APLAS 2022
Mon 5 - Sat 10 December 2022 Auckland, New Zealand
co-located with SPLASH 2022

Welcome to the website of The 20th Asian Symposium on Programming Languages and Systems (APLAS). APLAS aims to stimulate programming language research by providing a forum for the presentation of latest results and the exchange of ideas in programming languages and systems. APLAS is based in Asia but is an international forum that serves the worldwide programming languages community. APLAS 2022 will be co-located with SPLASH 2022.

APLAS’22 Proceedings can be downloaded free of charge before December 31, 2022.

The 20th Asian Symposium on Programming Languages and Systems: Call for Papers

View track page for all details

We solicit submissions in the form of regular research papers describing original scientific research results, including system development and case studies. Among others, solicited topics include:

  • programming paradigms and styles: functional programming; object-oriented programming; probabilistic programming; logic programming; constraint programming; extensible programming languages; programming languages for systems code; novel programming paradigms;
  • methods and tools to specify and reason about programs and languages: programming techniques; meta-programming; domain-specific languages; proof assistants; type systems; dependent types; program logics, static and dynamic program analysis; language-based security; model checking; testing;
  • programming language foundations: formal semantics; type theory; logical foundations; category theory; automata; effects; monads and comonads; recursion and corecursion; continuations and effect handlers; program verification; memory models; abstract interpretation;
  • methods and tools for implementation: compilers; program transformations; rewriting systems; partial evaluation; virtual machines; refactoring; intermediate languages; run-time environments; garbage collection and memory management; tracing; profiling; build systems; program synthesis;
  • concurrency and distribution: process algebras; concurrency theory; session types; parallel programming; service-oriented computing; distributed and mobile computing; actor-based languages; verification and testing of concurrent and distributed systems;
  • applications and emerging topics: programming languages and PL methods in education, security, privacy, database systems, computational biology, signal processing, graphics, human-computer interaction, computer-aided design, artificial intelligence and machine learning; case studies in program analysis and verification.

Natural-language object grounding data

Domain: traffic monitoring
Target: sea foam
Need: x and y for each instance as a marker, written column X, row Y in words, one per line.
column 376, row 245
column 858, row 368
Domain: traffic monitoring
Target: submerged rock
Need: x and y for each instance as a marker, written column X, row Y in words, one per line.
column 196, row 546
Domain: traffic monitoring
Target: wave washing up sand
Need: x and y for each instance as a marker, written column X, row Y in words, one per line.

### USING THE INFORMATION
(1) Output the portion of the APLAS 2022 page from "Welcome to the" up to and including "with SPLASH 2022.".
(2) Using the APLAS 2022 page, answer these questions:
(a) In which city and country is APLAS 2022 held?
(b) Before what date can the APLAS'22 proceedings be downloaded free of charge?
(c) Under which topic heading does the call for papers list garbage collection?
These data were drawn from another source.

### SOLVED TASKS
(1)
Welcome to the website of The 20th Asian Symposium on Programming Languages and Systems (APLAS). APLAS aims to stimulate programming language research by providing a forum for the presentation of latest results and the exchange of ideas in programming languages and systems. APLAS is based in Asia but is an international forum that serves the worldwide programming languages community. APLAS 2022 will be co-located with SPLASH 2022.

(2)
(a) Auckland, New Zealand.
(b) December 31, 2022.
(c) Methods and tools for implementation.